▶ _Text section_
- Opening Delimiter -
While the complainant never disclosed her ordeal immediately to her mother, that alone is not sufficient reason to discredit her evidence, more so as it is on record that her assailant threatened to kill her if she told her mother. And when the matter was discovered, it is the accused person she immediately named him as her assailant.

Having carefully scrutinized the evidence relating to identification and being satisfied with that the prosecution witnesses were honest, I find that the identification of the accused as the assailant was positive and free from the possibility of error – Njira & Others Vs. Republic [2002]1 E.A 218 (CAK).

For those reasons I find that the accused’s defence of alibi was disproved. He was positively identified and placed at the scene of crime.

The accused claims that he was implicated by the victim’s mother as they had a love relationship was not believed. PW2 the mother of the victim was asked about the alleged relationship and she said she was married and had not had a relationship with accused who had been in the area for only 2 months.

Court accordingly finds that the prosecution proved beyond all reasonable doubt that it was the accused person who performed the unlawful sexual act with the victim.

In agreement with the assessors’ opinion court hereby finds the accused person guilty of aggravated defilement as indicted under the provisions of section 129 (3) (4)(a) of the Penal Code Act and he is convicted of the same.

Flavia Senoga Anglin




Accused before court

Katami Lydia for the state present

Ngobi Balidawa holding brief for Mukaaga Johnson for accused present

Both assessors present

Counsel for accused: Case is for Judgment.


Judgment delivered in open court. Accused found guilty of the offence of aggravated defilement and is convicted of the same as indicted.
- Closing Delimiter -
▶ _Recorded information_
- Opening Delimiter -
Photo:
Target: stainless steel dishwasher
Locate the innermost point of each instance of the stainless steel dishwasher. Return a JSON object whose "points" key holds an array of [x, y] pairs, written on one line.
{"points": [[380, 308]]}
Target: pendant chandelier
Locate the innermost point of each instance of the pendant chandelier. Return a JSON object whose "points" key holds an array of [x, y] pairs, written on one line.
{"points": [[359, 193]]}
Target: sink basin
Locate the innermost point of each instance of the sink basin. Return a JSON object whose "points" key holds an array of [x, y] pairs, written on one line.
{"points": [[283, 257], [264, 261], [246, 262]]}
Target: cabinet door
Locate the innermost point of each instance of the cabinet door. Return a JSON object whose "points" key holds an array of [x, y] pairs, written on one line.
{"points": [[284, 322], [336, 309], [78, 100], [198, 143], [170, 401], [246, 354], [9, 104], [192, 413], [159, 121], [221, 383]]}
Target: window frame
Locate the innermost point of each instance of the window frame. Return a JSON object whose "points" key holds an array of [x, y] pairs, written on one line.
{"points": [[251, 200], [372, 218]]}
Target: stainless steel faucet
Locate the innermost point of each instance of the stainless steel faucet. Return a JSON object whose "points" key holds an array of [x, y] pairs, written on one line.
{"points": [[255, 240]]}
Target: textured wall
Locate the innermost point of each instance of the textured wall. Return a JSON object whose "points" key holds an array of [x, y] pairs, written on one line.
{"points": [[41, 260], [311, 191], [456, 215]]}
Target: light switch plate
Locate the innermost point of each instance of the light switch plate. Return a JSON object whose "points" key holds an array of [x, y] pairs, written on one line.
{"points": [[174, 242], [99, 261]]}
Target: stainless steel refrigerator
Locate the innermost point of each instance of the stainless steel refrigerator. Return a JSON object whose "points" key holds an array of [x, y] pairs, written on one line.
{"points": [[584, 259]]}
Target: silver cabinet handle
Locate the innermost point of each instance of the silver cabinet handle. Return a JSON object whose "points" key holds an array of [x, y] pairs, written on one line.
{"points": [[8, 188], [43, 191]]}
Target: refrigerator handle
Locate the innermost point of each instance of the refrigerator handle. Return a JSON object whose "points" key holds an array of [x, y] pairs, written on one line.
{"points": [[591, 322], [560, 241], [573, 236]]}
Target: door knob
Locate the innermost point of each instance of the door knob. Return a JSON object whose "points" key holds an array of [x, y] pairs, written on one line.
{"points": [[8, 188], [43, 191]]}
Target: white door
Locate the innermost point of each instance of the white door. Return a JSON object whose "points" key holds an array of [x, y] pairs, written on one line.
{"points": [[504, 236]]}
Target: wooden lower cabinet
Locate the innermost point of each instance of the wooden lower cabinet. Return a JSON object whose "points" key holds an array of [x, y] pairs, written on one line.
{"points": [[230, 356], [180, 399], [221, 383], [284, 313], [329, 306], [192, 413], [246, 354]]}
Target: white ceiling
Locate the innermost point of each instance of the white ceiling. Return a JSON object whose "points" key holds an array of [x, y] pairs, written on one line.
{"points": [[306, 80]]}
- Closing Delimiter -
▶ _Prompt_
According to the judgment, why did the complainant's failure to tell her mother right away not discredit her evidence? Answer in one to three sentences. The listing comes from a different source than the judgment.

▶ _Response to this task_
The record showed that her assailant had threatened to kill her if she told her mother. Also, when the matter was discovered, she immediately named the accused as her assailant.